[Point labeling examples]
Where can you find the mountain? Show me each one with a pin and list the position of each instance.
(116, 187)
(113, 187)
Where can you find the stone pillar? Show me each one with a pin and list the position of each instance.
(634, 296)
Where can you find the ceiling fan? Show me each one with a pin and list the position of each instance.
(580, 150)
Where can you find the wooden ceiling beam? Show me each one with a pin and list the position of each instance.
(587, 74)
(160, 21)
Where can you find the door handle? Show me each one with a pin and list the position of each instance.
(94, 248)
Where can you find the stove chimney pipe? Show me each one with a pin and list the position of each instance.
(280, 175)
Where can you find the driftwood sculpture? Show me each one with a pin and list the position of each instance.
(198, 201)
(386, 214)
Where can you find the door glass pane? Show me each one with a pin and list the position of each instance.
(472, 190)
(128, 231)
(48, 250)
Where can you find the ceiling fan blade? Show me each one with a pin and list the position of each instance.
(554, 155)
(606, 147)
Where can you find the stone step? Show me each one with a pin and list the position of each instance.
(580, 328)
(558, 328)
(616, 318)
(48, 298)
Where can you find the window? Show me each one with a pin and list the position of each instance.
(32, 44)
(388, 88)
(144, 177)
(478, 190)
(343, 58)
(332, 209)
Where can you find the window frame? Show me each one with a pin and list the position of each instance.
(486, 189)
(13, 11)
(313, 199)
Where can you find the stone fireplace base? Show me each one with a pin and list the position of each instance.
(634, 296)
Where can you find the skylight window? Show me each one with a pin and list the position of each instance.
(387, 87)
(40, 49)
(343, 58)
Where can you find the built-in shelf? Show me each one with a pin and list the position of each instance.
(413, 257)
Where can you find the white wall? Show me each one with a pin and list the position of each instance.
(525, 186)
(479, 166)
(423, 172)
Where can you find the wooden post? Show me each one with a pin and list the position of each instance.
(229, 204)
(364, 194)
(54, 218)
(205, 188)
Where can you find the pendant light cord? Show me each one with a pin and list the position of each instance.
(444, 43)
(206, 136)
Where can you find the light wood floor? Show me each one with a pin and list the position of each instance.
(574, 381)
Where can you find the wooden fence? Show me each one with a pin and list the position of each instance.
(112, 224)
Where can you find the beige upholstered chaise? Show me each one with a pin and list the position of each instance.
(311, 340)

> _YOUR GOAL_: Copy all the records above exactly, missing none.

> _WORKED SOLUTION_:
Where can you find the mountain? Show me each one with a pin and list the position of each instance.
(116, 187)
(113, 187)
Where can you find the stone pillar? Show me each one with a pin and list the position of each instance.
(634, 296)
Where can you find the ceiling fan? Show me each one with a pin and list the position of each instance.
(580, 150)
Where can you find the wooden ceiling beam? Show me each one with a pin and list the position of each instance.
(587, 74)
(160, 21)
Where can you find the door handle? Show me each one with a pin and list the position of each instance.
(94, 248)
Where can you find the stove chimney pipe? Show me each one with a pin and list the position of each instance.
(280, 175)
Where can you find the driftwood sculpture? Show me each one with a pin and list the position of each instance.
(198, 201)
(386, 214)
Where can you find the door glass pane? Show me each one with a pin and list the position of each instance.
(472, 190)
(128, 231)
(48, 250)
Where can you find the ceiling fan blade? Show me each one with a pin and list the position of each instance.
(554, 155)
(606, 147)
Where can you find the stone step? Show me each one with a pin and list the position of each instance.
(580, 328)
(558, 328)
(616, 318)
(48, 298)
Where can you find the window? Show me each one with a pin and list the position of each instance.
(32, 44)
(388, 88)
(144, 177)
(478, 190)
(343, 58)
(332, 209)
Where can you find the window frame? Show me each one with a pin and list the position of each instance.
(486, 189)
(13, 11)
(313, 199)
Where can you find the stone fireplace base? Show me each one with a pin and list the position of each instance.
(634, 296)
Where can you find the skylight window? Show me each one with a pin and list the position of each instance.
(387, 87)
(40, 49)
(343, 58)
Where can you find the built-in shelf? Show me each one with a pin and list the position of each instance.
(413, 257)
Where can you find the white wall? Show me each one with a pin and list the position of each instance.
(525, 186)
(479, 166)
(423, 172)
Where can you find the wooden post? Show me each one with a pin and list the position of each instance.
(229, 204)
(364, 194)
(54, 218)
(205, 188)
Where can you find the pendant light cord? Show me each one with a pin and list the position of each instance.
(444, 43)
(206, 136)
Where can you find the light wood floor? Show me each one with a pin and list the position of each instance.
(574, 381)
Where can you find the wooden fence? Show me each one with a pin and list the position of each instance.
(112, 224)
Where can you find the beige upholstered chaise? Show me each one with a pin and list the position of each instance.
(311, 340)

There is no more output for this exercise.